→ What is needed
Find each line in the items below that contains the string "ball" and copy it out. Case counts.
#### Data supplied ####
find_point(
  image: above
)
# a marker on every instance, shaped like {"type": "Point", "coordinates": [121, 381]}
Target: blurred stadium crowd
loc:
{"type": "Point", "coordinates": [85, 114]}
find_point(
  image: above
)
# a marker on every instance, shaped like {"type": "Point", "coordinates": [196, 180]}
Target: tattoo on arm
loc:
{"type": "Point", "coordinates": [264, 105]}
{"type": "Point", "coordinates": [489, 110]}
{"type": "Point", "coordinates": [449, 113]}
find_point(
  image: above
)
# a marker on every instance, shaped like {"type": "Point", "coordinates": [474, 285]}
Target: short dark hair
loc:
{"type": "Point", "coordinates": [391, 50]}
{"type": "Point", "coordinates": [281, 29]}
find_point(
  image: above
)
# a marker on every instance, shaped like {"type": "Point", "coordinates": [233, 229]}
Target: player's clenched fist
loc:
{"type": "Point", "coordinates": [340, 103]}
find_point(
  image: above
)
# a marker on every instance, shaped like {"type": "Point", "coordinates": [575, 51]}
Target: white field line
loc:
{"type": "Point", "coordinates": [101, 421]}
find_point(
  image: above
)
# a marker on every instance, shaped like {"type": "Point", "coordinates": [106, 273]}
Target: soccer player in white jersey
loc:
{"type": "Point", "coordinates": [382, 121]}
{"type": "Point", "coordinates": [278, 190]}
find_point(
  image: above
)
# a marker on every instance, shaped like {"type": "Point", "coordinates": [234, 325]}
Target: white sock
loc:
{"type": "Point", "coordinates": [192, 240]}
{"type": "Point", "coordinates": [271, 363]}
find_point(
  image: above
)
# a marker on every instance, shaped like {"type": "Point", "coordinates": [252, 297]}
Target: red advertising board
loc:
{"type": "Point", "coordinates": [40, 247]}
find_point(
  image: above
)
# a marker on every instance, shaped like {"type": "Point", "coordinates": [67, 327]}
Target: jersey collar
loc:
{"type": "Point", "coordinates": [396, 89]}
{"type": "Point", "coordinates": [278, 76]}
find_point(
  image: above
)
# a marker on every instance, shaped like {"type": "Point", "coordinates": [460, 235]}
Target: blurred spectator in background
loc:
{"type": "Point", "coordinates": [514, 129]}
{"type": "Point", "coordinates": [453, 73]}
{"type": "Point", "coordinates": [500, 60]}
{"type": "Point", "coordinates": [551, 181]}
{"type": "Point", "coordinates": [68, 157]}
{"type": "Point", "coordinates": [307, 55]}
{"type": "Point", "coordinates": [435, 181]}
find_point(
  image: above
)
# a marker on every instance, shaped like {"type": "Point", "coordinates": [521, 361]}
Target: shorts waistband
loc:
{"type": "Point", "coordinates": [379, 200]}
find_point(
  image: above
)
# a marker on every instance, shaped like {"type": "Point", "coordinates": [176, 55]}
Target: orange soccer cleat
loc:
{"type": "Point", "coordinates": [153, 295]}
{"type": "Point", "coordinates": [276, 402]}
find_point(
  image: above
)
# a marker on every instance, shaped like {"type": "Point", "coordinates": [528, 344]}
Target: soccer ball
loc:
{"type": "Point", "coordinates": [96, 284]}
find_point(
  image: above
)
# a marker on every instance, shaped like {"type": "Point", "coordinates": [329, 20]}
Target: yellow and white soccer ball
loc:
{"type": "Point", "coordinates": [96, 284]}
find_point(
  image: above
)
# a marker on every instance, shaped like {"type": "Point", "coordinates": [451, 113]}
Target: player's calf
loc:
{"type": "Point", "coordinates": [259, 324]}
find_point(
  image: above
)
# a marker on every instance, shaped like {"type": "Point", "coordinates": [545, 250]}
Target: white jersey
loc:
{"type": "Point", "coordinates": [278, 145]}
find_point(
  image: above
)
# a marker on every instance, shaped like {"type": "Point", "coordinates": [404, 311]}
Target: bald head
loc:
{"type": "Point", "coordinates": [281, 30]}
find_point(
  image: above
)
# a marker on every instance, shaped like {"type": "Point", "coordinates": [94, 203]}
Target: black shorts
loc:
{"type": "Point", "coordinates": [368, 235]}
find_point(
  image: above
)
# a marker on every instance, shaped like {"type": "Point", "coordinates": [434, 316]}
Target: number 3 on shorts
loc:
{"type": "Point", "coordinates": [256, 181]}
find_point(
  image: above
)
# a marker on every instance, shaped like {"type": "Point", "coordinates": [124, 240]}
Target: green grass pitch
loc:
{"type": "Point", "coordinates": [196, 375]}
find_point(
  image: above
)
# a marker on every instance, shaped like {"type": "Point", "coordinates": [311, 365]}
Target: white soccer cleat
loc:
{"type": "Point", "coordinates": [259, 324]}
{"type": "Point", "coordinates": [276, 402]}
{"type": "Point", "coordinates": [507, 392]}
####
→ Solved problem
Target: soccer ball
Target: yellow and white soccer ball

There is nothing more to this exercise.